* _SOURCE RECORDS_

%%

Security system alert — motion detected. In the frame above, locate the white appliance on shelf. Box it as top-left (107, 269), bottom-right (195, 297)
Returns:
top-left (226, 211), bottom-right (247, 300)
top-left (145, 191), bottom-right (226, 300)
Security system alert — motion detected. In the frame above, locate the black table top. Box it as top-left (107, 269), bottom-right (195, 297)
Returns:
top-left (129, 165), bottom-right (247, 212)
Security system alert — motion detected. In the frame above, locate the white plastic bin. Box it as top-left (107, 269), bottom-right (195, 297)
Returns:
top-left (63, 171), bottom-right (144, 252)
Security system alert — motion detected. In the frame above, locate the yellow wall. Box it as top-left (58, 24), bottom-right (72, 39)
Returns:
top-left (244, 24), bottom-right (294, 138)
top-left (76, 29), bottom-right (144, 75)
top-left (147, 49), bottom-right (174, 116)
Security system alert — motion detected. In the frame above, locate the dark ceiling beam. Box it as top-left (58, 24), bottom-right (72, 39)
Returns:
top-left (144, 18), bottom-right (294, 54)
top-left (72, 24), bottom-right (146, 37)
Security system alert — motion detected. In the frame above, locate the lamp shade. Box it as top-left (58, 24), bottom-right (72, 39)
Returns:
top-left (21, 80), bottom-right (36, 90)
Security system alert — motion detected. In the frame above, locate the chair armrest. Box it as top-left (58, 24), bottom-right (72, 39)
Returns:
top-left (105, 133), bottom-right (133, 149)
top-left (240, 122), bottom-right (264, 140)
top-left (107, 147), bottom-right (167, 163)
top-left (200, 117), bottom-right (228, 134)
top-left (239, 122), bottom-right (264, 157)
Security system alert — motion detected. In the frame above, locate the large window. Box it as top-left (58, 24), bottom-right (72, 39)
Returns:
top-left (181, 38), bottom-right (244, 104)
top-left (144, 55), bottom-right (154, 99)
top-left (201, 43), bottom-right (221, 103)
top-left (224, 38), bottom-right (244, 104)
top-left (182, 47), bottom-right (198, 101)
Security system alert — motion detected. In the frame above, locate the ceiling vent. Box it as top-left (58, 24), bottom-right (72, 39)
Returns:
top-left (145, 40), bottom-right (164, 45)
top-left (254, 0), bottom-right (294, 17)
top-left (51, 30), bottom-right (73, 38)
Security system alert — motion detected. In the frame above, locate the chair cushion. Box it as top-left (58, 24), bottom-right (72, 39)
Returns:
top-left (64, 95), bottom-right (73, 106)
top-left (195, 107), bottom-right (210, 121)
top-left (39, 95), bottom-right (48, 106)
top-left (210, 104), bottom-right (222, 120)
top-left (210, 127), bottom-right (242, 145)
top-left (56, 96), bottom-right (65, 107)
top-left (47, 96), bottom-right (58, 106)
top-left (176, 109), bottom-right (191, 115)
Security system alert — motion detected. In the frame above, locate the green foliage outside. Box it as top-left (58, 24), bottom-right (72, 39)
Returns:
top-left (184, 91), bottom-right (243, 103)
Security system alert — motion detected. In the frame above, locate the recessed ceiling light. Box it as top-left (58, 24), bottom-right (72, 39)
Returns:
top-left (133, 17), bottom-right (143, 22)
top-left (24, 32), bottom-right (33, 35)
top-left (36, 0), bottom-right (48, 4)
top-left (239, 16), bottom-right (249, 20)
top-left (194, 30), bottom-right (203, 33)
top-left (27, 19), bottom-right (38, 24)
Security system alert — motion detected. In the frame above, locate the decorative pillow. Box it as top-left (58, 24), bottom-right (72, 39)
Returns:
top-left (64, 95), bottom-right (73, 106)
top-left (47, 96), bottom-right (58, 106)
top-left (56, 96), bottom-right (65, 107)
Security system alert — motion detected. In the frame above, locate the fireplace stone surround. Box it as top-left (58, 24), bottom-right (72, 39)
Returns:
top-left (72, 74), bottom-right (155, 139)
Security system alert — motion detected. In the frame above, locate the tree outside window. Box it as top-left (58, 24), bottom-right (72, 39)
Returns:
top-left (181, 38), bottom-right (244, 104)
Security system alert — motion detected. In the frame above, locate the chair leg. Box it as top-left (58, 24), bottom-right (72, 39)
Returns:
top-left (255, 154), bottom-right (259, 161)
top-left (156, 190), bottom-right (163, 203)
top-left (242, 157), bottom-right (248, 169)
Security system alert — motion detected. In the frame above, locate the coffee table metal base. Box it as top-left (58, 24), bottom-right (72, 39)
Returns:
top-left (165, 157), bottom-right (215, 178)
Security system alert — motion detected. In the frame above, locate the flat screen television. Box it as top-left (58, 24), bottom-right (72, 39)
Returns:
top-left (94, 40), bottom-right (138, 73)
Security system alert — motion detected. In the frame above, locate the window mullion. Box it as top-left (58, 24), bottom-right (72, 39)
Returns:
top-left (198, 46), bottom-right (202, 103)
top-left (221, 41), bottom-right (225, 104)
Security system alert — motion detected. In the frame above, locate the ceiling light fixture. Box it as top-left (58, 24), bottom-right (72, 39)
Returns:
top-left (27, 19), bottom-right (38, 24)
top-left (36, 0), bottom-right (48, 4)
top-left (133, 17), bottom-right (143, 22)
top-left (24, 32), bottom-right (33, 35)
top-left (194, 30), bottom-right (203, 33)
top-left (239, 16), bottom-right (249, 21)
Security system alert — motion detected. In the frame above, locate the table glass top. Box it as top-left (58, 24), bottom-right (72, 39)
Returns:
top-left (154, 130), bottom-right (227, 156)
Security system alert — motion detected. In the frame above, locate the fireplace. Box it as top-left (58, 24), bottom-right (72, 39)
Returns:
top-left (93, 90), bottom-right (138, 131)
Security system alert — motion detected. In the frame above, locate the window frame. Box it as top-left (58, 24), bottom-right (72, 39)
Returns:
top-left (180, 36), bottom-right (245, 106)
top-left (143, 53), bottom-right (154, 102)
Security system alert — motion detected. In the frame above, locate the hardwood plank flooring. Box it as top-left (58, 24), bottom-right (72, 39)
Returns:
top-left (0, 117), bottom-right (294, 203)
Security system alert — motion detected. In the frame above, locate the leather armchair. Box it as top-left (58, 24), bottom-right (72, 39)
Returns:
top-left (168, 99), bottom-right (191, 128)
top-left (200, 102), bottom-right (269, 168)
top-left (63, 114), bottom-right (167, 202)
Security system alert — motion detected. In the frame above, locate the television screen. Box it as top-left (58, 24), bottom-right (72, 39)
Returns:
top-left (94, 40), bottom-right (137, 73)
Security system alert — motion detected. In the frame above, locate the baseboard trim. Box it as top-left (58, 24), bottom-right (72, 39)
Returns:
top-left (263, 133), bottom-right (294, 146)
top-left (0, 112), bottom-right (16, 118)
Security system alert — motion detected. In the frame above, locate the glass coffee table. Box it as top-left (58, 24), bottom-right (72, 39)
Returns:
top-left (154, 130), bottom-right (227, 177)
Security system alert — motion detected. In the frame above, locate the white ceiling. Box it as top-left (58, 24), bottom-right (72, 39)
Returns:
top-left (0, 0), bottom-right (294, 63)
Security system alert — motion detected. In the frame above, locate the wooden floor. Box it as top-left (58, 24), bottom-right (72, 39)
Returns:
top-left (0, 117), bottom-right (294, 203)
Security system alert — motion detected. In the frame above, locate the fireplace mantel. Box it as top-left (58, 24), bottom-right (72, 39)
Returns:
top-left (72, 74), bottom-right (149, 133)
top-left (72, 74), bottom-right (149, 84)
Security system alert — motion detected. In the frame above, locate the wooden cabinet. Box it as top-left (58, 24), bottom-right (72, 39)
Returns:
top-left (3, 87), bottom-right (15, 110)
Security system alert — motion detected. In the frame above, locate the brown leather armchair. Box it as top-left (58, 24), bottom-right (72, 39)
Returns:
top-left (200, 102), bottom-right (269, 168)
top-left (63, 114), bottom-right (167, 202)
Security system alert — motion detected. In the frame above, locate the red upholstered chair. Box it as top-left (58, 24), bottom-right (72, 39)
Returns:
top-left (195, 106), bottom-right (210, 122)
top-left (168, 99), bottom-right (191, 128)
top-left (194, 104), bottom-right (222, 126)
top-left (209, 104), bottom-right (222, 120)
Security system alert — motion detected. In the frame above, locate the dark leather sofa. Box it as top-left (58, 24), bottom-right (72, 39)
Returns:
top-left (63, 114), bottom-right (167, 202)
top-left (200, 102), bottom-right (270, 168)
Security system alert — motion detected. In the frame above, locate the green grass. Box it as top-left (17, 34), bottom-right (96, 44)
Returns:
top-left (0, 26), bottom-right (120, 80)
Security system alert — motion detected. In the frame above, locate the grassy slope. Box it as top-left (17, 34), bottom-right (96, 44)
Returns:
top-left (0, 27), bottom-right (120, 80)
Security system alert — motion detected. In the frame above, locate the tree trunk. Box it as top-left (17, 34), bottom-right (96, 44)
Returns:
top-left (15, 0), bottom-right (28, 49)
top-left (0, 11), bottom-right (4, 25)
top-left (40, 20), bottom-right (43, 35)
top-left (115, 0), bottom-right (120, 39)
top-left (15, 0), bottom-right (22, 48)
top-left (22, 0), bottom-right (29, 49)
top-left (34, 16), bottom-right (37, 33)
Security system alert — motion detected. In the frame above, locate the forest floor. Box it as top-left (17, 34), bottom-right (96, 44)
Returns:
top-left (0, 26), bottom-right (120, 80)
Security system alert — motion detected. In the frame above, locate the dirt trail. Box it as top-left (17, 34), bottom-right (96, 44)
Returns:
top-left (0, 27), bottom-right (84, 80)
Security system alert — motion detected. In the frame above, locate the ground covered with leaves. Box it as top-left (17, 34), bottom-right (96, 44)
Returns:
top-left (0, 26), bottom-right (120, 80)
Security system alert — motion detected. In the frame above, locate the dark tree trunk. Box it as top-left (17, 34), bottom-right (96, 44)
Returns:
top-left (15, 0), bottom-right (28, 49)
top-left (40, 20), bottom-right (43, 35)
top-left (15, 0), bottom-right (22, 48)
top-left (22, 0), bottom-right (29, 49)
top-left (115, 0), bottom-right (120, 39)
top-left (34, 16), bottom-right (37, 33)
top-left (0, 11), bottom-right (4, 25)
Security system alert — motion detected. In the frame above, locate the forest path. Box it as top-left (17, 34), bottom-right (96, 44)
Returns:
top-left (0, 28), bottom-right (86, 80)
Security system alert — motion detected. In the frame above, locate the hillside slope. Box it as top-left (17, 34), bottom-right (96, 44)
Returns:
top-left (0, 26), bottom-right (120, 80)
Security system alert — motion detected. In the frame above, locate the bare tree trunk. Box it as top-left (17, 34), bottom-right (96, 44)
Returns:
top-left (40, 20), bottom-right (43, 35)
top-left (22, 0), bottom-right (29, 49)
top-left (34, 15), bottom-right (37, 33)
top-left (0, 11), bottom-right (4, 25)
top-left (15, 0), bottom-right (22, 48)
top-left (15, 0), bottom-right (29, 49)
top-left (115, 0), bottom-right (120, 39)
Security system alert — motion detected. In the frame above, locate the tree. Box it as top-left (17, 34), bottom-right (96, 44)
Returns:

%%

Show each line in the records above that contains the string "leather", copied in full. The match is case-sensitive.

Security system alert — motion detected. In the frame above, locate the leather armchair. Box it as top-left (58, 24), bottom-right (72, 39)
Security system alert — motion detected. In the frame above, locate the brown leather armchair. Box it as top-left (58, 24), bottom-right (72, 39)
Security system alert — motion detected. In the frame above, locate the dark leather sofa. Box it as top-left (58, 24), bottom-right (72, 39)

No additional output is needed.